-- Opening Marker --

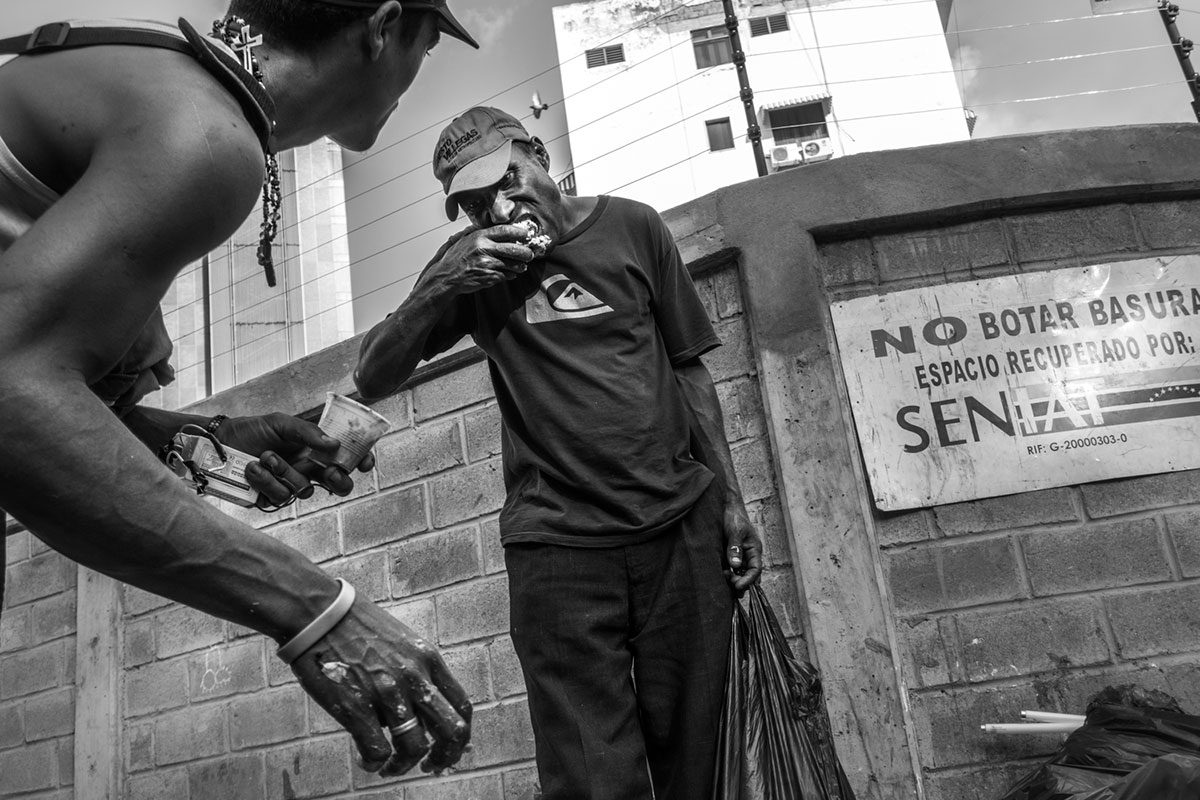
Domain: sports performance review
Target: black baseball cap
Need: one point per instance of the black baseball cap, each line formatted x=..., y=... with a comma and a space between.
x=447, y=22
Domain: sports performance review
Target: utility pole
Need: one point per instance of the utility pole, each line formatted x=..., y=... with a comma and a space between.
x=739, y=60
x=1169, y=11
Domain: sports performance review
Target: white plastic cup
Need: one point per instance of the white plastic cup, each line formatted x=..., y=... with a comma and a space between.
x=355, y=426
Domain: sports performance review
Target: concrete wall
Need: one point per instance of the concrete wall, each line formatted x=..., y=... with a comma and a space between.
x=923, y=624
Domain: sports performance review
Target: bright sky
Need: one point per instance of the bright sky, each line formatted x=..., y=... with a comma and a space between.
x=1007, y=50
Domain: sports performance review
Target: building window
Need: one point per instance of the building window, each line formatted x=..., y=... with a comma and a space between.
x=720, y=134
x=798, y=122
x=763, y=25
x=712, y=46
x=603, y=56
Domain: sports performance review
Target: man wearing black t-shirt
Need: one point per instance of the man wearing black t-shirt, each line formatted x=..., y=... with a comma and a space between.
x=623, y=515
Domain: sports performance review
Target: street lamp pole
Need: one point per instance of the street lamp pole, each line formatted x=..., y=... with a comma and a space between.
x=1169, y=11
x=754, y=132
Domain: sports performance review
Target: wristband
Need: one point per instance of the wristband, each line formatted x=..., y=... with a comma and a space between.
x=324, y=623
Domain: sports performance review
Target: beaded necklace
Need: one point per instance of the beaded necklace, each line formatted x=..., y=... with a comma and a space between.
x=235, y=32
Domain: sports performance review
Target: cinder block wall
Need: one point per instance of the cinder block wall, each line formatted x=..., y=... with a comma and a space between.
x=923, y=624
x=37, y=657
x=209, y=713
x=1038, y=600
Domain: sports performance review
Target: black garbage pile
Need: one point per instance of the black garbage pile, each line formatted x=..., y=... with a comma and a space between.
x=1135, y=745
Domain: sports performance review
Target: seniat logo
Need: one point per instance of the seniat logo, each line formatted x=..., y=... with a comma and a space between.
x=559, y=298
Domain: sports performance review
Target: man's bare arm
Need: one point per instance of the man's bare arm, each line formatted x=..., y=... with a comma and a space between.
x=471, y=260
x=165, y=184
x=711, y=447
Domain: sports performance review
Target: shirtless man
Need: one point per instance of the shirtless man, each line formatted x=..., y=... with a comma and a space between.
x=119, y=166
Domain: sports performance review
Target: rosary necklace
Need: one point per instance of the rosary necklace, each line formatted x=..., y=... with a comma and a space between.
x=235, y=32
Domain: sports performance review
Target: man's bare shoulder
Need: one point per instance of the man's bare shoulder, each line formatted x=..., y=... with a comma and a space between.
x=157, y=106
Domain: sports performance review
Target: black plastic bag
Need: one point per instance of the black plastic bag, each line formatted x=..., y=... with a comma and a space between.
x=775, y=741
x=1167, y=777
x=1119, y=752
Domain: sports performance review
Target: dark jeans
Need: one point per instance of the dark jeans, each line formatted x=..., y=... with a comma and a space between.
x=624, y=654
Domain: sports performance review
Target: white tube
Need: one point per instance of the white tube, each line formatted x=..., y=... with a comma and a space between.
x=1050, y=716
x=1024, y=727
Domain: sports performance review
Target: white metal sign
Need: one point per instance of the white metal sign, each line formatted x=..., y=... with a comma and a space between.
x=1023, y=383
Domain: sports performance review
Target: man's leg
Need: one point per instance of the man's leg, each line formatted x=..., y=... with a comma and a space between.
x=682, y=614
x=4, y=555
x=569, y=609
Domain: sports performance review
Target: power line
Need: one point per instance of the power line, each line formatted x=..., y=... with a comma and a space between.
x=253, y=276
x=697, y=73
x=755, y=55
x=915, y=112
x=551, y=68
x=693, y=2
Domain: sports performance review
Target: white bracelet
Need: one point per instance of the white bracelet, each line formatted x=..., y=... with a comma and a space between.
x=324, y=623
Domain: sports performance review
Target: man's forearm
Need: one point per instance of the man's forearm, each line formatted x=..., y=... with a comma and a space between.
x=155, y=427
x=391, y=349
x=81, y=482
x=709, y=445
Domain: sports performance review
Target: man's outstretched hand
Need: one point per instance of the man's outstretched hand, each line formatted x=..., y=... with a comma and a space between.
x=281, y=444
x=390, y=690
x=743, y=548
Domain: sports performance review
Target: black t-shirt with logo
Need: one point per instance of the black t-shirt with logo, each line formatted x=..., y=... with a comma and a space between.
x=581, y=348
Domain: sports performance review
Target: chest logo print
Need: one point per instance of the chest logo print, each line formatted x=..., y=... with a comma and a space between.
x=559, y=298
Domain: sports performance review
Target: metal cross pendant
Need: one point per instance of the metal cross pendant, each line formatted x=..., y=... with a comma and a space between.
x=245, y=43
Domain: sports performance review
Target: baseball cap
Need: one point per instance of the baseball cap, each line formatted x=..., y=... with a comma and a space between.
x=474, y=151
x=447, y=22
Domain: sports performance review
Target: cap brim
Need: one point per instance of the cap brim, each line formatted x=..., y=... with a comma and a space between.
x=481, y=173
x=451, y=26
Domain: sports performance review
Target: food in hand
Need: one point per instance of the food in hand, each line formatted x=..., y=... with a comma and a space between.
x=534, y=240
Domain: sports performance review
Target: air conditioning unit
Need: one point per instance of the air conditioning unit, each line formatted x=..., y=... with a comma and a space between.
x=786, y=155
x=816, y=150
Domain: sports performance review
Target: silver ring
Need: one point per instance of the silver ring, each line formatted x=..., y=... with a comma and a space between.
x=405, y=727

-- Closing Marker --

# PROBLEM REQUIREMENTS
Set the pictures aside and transcribe the data above exactly.

# TASK OUTPUT
Domain: sports performance review
Target: black baseball cap
Need: one point per instance of the black baseball cap, each line formatted x=..., y=... with a comma and a space between.
x=447, y=22
Domain: sports performance review
Target: utility pole
Need: one point per instance of the utility pole, each line formatted x=..., y=... with a comma and a space between.
x=739, y=60
x=1169, y=11
Domain: sports performance review
Target: white plastic cup
Need: one point per instance of the white plastic cup, each line formatted x=..., y=... with a comma and a space between.
x=355, y=426
Domain: sports performance review
Target: concrete wall
Need: one point per instance of the concrete wall, each line formatted x=..., y=... with a comma and a space between.
x=923, y=624
Domain: sports performance review
Target: bright sky
Need: one point per instance of the bright sky, each line formatted x=..., y=... with a comma and a space between.
x=1007, y=50
Domain: sports performance review
Target: building window
Need: one point per instance of the building window, each line formatted x=..., y=... with a comma and a space between.
x=720, y=134
x=798, y=122
x=763, y=25
x=712, y=46
x=603, y=56
Domain: sports performance review
Target: man wearing black t-shirt
Need: one point per instance of the man wearing black t-shirt, each line formatted x=..., y=... with a comma and a space between.
x=623, y=515
Domain: sports performance review
Target: street lamp pole
Need: one point per instance of the street lamp pole, each line formatted x=..., y=... with a comma and a space between.
x=1169, y=11
x=754, y=132
Domain: sports performance review
Target: wristband
Need: one point per instance of the wristband, each line formatted x=..., y=... with a comma and a space between.
x=324, y=623
Domain: sports performance review
Target: beaded necklace
Need: one point per instance of the beaded necklace, each line formatted x=..., y=... with a comma and a space between.
x=235, y=32
Domain: sports performance review
Target: cinder block wall
Need: one point per instance of the cinder block wall, each line formatted x=..., y=... with a comma and a space between.
x=923, y=624
x=37, y=657
x=209, y=713
x=1038, y=600
Domain: sports performance review
Target: black garbage pile
Need: one point per instance of the black garbage pile, each line formatted x=..., y=... with a comma and a space between.
x=1135, y=745
Domain: sports performance review
Target: seniat logo
Need: one point per instance of the seniat logo, each line formatted x=..., y=... with a comma and a space between.
x=559, y=298
Domain: sports performance review
Target: man's bare arm
Need: one point per instance of the man's bare arm, each line formatted x=..., y=... with a comma and a space between.
x=471, y=260
x=165, y=184
x=711, y=447
Domain: sports performance review
Target: shirtless man
Need: one point per instance of the shirtless man, each line formatted x=..., y=... with a comma and a space between.
x=119, y=166
Domain: sports performance review
Target: rosary necklace
Need: one point per instance of the rosary necklace, each line formatted x=..., y=... with a comma and a space between.
x=235, y=32
Domain: sports performance review
Target: man's bare shoulder
Need: one point per instance of the man's bare shoulder, each line formatted x=..., y=... with a comma and a space between.
x=157, y=106
Domain: sports performance review
Target: black plastic bag
Need: one point per instance of the black plastic bag, each line formatted x=..., y=... with a comma and a space between.
x=775, y=741
x=1167, y=777
x=1119, y=752
Domain: sports performance review
Target: dark jeans
Need: one point per instance of the dark jeans, each line formatted x=..., y=... with a comma and a space between.
x=624, y=654
Domain: sports performance review
Target: white tube
Need: one point per instance of the white tube, each line formatted x=..., y=... with a comma and a space between.
x=1050, y=716
x=1024, y=727
Domain: sports performance review
Target: white metal sign
Need: one point per instance of the white metal sign, each line formatted x=..., y=... with a comma and a space between.
x=1023, y=383
Domain: sports performance review
Target: man's leg
Need: one point per instance of the man's leg, each line formatted x=..., y=... with a comma and a space between.
x=682, y=614
x=4, y=555
x=569, y=609
Domain: sports performance review
Target: power line
Need: one point per instance of the power line, each line formatted x=..., y=... with a comma and a space between.
x=253, y=276
x=697, y=73
x=755, y=55
x=915, y=112
x=551, y=68
x=693, y=2
Domain: sports performance review
Target: white bracelet
Need: one point per instance of the white bracelet, each line formatted x=..., y=... with a comma and a space between.
x=324, y=623
Domain: sports performance review
Target: man's forearm
Need: one point per instance of the man's forearm, each line formatted x=..., y=... with a comma and a space between.
x=155, y=427
x=391, y=349
x=81, y=482
x=709, y=445
Domain: sports performance review
Target: man's outstretched hand
Need: one point per instance of the man's outstretched hand, each line formatted x=..., y=... with a comma and a space between.
x=281, y=444
x=390, y=690
x=743, y=548
Domain: sports performance review
Target: black t-shirt with logo
Need: one point per instance of the black t-shirt with logo, each line formatted x=..., y=... with a comma and a space between.
x=581, y=348
Domain: sports performance review
Target: chest logo print
Need: one point per instance of the chest logo print, each line formatted x=..., y=... with a comma and a space between.
x=559, y=298
Domain: sports performance review
Target: metal cross pendant
Need: one point per instance of the metal cross pendant, each line formatted x=..., y=... with a comma and a space between.
x=245, y=43
Domain: sports performance review
Target: baseball cap
Need: one point per instance of the baseball cap, each line formatted x=..., y=... with a comma and a space between.
x=474, y=151
x=447, y=22
Domain: sports performance review
Target: cap brim
Need: one point per instance of the cap brim, each line formatted x=..., y=... with a comma and a space between.
x=481, y=173
x=451, y=26
Domain: sports performance review
Target: food in hand
Need: one point per instance of the food in hand, each line formatted x=..., y=... with a comma and a space between.
x=534, y=240
Domain: sports performance review
Target: air conditioning unit
Need: one point per instance of the air conditioning unit, each line formatted x=..., y=... with a comma and a space between.
x=786, y=155
x=816, y=150
Domain: sports performance review
Target: silver ring
Need: one point per instance of the silver ring, each line formatted x=..., y=... with a comma and a space between.
x=405, y=727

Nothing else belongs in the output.